STORED ROWS –
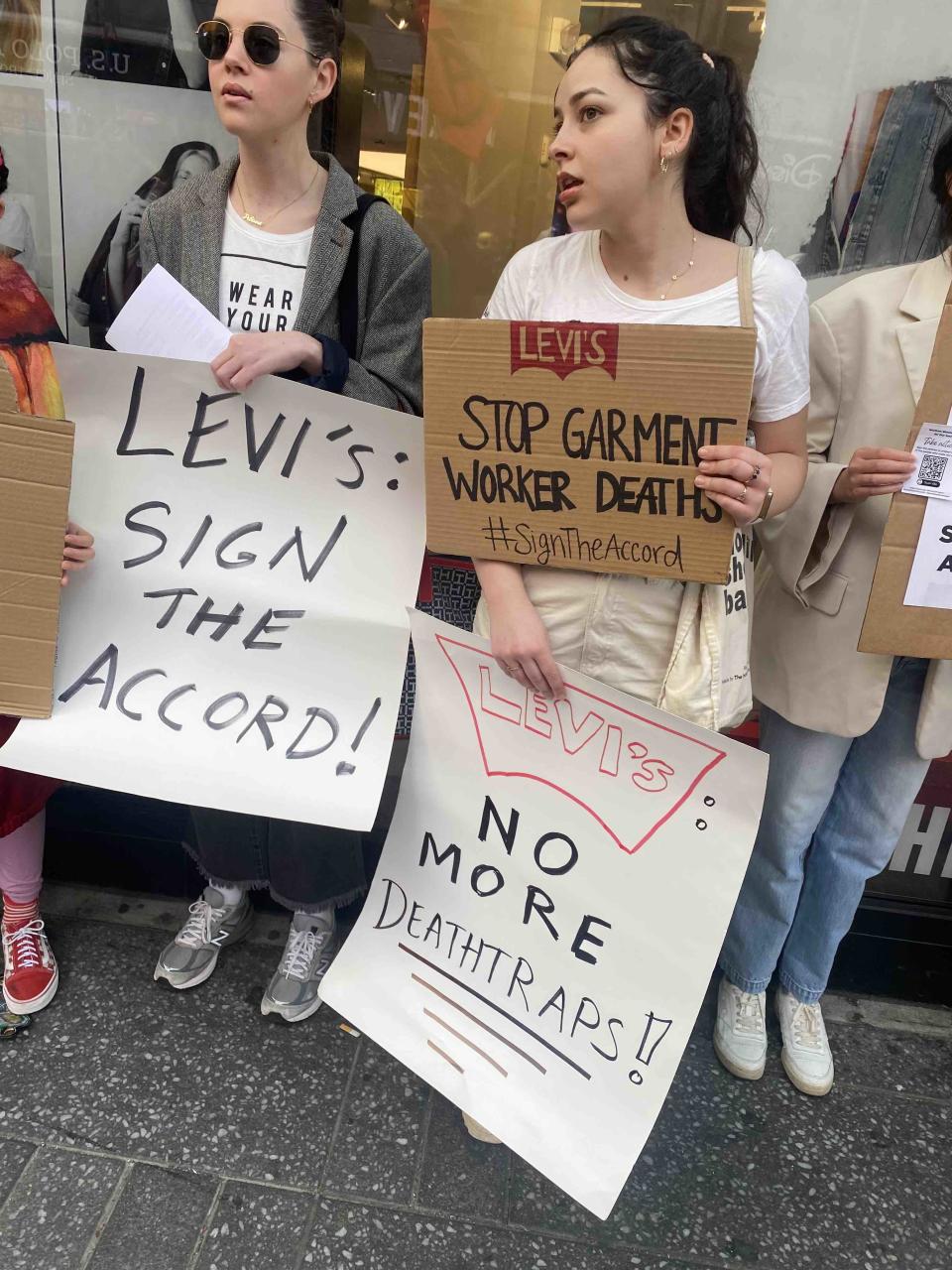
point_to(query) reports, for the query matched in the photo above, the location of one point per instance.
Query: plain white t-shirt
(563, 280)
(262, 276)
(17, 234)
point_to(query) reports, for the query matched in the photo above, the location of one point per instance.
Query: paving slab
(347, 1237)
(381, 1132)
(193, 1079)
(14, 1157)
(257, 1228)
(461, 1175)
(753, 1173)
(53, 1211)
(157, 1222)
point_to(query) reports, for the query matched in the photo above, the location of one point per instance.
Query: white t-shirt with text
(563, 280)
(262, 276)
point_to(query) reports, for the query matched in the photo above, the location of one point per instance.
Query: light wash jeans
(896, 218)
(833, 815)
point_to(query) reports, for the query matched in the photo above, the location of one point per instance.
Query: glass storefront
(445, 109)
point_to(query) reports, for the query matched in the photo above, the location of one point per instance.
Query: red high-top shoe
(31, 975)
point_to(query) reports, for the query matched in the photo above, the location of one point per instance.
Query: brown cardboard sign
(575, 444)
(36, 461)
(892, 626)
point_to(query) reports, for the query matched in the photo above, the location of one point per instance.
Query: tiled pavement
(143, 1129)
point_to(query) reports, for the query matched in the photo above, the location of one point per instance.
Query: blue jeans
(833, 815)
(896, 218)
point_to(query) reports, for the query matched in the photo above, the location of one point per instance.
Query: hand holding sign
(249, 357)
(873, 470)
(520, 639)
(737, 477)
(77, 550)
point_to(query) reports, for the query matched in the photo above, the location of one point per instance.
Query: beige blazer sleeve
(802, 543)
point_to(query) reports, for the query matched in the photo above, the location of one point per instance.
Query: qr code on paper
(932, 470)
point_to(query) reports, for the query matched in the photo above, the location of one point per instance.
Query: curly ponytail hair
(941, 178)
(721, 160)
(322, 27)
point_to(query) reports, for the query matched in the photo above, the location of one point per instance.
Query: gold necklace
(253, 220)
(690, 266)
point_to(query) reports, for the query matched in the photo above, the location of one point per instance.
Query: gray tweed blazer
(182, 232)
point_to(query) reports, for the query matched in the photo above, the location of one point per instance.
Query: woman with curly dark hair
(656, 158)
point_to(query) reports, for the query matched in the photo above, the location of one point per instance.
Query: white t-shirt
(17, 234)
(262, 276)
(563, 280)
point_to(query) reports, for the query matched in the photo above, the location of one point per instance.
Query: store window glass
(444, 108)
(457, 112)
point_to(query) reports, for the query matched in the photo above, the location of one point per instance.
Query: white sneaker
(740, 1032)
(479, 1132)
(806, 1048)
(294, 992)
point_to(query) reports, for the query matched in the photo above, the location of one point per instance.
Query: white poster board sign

AIM OF THE EXERCISE – Pick out every line in the items above that contains the string "white", and copy each one in full. Match case exactly.

ANSWER –
Query: plain white t-shirt
Query: white t-shirt with text
Query: white t-shirt
Query: white sneaker
Query: white poster board sign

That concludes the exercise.